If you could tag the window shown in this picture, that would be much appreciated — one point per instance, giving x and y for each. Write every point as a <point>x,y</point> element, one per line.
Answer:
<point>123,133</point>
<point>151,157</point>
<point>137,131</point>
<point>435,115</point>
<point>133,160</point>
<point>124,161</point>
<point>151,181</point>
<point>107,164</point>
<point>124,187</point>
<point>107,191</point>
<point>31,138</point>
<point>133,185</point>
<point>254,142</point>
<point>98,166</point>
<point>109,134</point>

--

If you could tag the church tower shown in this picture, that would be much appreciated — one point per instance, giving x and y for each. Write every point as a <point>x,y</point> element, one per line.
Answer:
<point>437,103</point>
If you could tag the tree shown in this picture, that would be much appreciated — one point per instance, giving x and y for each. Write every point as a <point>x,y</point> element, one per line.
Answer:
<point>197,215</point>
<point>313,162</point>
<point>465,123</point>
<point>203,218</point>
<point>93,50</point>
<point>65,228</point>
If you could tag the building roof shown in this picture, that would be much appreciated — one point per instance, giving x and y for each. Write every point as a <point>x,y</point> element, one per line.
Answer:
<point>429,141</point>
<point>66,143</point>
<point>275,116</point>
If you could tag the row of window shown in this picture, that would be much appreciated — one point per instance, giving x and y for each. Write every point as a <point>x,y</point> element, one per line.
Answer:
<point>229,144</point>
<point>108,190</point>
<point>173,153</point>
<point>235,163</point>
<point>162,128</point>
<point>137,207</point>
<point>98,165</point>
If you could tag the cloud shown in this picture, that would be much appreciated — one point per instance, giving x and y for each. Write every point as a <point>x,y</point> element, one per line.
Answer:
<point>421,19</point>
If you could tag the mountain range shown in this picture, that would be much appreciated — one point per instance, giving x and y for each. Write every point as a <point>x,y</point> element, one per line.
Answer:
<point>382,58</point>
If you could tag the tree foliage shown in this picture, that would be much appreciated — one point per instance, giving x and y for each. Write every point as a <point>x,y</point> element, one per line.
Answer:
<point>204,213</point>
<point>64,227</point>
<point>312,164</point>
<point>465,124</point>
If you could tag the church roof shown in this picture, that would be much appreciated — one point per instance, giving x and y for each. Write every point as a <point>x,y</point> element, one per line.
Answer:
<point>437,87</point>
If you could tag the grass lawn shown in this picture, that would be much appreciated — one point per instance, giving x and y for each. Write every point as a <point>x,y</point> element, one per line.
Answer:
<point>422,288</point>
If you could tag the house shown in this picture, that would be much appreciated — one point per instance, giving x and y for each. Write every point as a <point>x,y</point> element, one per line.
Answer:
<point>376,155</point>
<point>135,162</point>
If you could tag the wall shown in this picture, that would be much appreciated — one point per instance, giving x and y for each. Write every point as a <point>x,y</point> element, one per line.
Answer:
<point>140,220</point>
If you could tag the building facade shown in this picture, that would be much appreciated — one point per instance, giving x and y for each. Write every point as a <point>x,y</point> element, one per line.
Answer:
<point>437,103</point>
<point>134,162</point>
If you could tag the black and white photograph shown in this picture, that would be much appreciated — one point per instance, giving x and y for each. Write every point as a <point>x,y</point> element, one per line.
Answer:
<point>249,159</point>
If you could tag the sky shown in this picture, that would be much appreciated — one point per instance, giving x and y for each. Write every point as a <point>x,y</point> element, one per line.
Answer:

--

### EXERCISE DESCRIPTION
Express the entries in the stretch from the line containing "If you could tag the building facade" through the line containing "<point>249,159</point>" as a two-column CSV with the header request,points and one row per entry. Put each entry's text and its answer in their own quoted fields, turning line breaks into spaces.

### WRITTEN ANSWER
request,points
"If you could tag the building facade shown in this picture, that would be much appreciated — one point per instance, giving x and y for each. Write every point as a <point>x,y</point> element, one per line. Answer:","<point>437,103</point> <point>134,162</point>"
"If you could tag the black and white photograph shown in this picture, that would be much appreciated — one point per instance, giving x and y for each. Write every point as a <point>x,y</point> element, one per line. Answer:","<point>249,159</point>"